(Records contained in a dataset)
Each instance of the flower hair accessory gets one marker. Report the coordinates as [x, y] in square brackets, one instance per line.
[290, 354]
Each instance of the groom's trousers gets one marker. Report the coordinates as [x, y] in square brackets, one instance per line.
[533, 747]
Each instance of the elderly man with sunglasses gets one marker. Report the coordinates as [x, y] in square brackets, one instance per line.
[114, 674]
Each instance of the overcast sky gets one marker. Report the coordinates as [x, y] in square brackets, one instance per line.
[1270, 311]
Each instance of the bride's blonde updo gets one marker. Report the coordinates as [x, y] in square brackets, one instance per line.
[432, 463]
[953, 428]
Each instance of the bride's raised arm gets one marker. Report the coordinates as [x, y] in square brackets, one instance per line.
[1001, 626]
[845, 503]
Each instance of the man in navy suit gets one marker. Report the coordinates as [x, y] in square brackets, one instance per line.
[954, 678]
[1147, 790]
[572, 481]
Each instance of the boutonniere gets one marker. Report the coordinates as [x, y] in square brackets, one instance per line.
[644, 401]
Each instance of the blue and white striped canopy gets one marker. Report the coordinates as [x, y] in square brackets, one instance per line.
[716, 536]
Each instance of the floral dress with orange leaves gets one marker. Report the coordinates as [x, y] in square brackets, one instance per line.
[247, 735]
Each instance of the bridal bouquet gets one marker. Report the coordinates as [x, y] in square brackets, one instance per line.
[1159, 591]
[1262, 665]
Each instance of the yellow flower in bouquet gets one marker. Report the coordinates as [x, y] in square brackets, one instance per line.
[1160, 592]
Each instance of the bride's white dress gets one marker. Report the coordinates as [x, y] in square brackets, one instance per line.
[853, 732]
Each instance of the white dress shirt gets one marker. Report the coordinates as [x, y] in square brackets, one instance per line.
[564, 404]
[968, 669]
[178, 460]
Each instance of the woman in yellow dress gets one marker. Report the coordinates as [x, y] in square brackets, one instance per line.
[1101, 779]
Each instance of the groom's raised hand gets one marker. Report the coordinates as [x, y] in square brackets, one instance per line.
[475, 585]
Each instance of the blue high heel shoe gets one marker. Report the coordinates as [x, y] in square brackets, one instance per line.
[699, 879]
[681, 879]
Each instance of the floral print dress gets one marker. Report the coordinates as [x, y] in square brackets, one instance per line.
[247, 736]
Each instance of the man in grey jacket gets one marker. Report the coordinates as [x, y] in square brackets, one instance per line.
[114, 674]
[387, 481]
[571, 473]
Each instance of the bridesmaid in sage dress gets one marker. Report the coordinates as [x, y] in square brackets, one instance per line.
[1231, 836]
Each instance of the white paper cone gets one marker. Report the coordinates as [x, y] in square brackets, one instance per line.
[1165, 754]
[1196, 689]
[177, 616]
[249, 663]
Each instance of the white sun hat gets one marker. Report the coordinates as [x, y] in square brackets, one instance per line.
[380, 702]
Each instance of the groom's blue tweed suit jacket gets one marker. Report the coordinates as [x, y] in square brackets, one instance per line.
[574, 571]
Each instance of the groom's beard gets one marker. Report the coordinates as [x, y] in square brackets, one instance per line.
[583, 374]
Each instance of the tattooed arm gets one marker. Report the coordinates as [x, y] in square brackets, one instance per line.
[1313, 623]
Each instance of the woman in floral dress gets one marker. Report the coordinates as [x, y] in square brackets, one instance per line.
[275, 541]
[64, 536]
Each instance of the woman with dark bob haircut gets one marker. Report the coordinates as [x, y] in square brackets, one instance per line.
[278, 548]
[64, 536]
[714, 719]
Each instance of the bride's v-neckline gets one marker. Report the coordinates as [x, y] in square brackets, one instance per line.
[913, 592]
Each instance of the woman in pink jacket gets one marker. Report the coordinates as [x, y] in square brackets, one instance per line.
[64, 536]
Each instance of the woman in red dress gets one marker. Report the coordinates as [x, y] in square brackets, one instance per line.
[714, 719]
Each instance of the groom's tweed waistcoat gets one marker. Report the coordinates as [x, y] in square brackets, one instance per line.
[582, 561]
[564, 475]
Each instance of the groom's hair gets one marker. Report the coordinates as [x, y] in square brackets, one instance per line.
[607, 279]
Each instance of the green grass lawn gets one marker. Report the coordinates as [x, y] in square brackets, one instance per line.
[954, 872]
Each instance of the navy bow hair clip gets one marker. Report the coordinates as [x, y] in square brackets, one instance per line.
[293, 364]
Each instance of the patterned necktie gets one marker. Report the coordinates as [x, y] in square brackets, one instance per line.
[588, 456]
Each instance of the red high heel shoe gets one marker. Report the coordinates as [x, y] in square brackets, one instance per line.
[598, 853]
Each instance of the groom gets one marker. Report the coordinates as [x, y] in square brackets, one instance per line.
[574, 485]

## Exercise aim
Print all of the entries exactly as they are written.

## Result of the task
Each instance of the flower hair accessory gets one marker. Report the coordinates as [x, y] in square brackets, one instance per line.
[290, 354]
Each instance of the groom's trousers gets one marker. Report the coordinates as [x, y] in square brackets, one instance per line.
[533, 747]
Each instance of the elderly man with sunglasses gets one marker. Report the coordinates as [x, y] in square brackets, one instance per line.
[114, 674]
Each instance of the overcast sky gets one marker. Report the coordinates as [x, y] in square brackets, one instance per line.
[1270, 311]
Each instance of the bride's blonde updo gets one marker. Report the coordinates as [x, y] in square brackets, one instance per line.
[432, 463]
[953, 428]
Each instance of the bride's raised arm gets one marker. Report the coordinates as [x, y] in square brackets, one instance per line.
[1001, 626]
[845, 503]
Each instance of the man in navy suit gets one marker. Report the coordinates as [x, y] in square brackets, one instance per line.
[954, 678]
[1147, 790]
[572, 481]
Each instance of the boutonniere gets one marker. Report the coordinates as [x, y] in square brackets, one instance per line.
[644, 401]
Each instance of the blue and white striped canopy gets one marker. Report the coordinates as [x, y] in square brackets, one instance per line.
[716, 536]
Each instance of the floral dress with orange leaves gets one marker. Report the coordinates as [x, y] in square brackets, one instance per line.
[247, 735]
Each instance of the bridal bouquet gets one marker. Report the coordinates as [x, y] in square brackets, one instance per line.
[1159, 591]
[1262, 665]
Each instance of the yellow flower in bouquet gets one marker. Report the coordinates as [x, y] in square brackets, one instance per line.
[1160, 592]
Each instance of the bride's white dress gets one marker. Report the coordinates as [x, y] in square brackets, one instance per line.
[853, 732]
Each instance of the white dress shirt gets one marker. Report the coordinates as [x, y] in square brackets, one instance per line.
[564, 404]
[968, 669]
[178, 460]
Each instance of the woman in yellow dress gets one marker. Report the coordinates as [x, y] in square brackets, one instance per line.
[1101, 779]
Each instance of the groom's raised hand gets one marker. Report the coordinates as [x, y] in square brackets, one instance per line.
[475, 585]
Each instance of the blue high heel shoe gets one marker. Report the coordinates as [x, y] in square brackets, one instance per line.
[699, 879]
[681, 879]
Each instance of the floral print dress gets one marker. Report the coordinates as [x, y] in square brackets, one instance per line.
[247, 736]
Each instance of the man in grey jacket gets one marker. Report the coordinates as [x, y] in square brackets, one instance per line.
[114, 674]
[387, 481]
[571, 473]
Each instance of the bridesmaid in sage dress gets one marker. Report the coordinates as [x, y] in square brackets, one instance per line.
[1231, 836]
Each instance of the white paper cone gets one marker. Report the coordinates as [x, y] in square brackets, one instance per line.
[1165, 754]
[1196, 689]
[177, 616]
[249, 663]
Each instance of the white sun hat gets one marker. Report the coordinates as [x, y] in square brackets, one instance per line.
[380, 702]
Each instance of the groom's blue tweed suit jacket gets one marker. Report the coordinates as [x, y] in square brackets, one instance per line.
[574, 571]
Each instance of the groom's beard gets one marker. Report the coordinates as [x, y] in square brackets, one instance per line.
[583, 374]
Each instance of the tattooed arm gets one marker. Report the coordinates as [x, y] in square brackets, one instance per line.
[1313, 623]
Each instance of the woman in floral dress gets one marker. Report the coordinates as [x, y] in square brackets, one instance per line.
[275, 541]
[64, 536]
Each instance of the woman with dark bob haircut gets one marker. Report the coordinates as [x, y] in square brackets, one instance per line.
[278, 548]
[64, 536]
[714, 719]
Each instance of the bride's v-neckline gets one marker. Report the coordinates as [x, y] in square brackets, one instance per line.
[913, 592]
Each instance of the woman in pink jacket gets one marker. Report the coordinates as [x, y] in square brackets, one instance per line.
[64, 536]
Each instance of the woman in red dress gets one marker. Report the coordinates as [x, y] in square brackets, one instance per line.
[714, 719]
Each instance of the groom's tweed waistcoat gets one marker. Report the coordinates as [x, y] in square brackets, one instance per line.
[582, 561]
[564, 475]
Each instance of the groom's hair gets one marker. Report the coordinates as [x, y] in square brackets, one instance per line.
[607, 279]
Each instance of the green grass lawn gets one marker. Report the coordinates as [x, y] in square brackets, one instance per line.
[954, 872]
Each instance of the navy bow hair clip gets one marker. Report the coordinates as [x, y] in square brackets, one instance per line.
[293, 364]
Each instance of the patterned necktie gets one marker. Report the coordinates as [x, y] in square brackets, one instance per line.
[588, 456]
Each instance of the red high heel shoe gets one marker. Report the coordinates as [x, y] in square brackets, one instance per line.
[598, 853]
Each instance of the groom gets one marker. Report the coordinates as [x, y] in square brackets, one instance per line.
[574, 485]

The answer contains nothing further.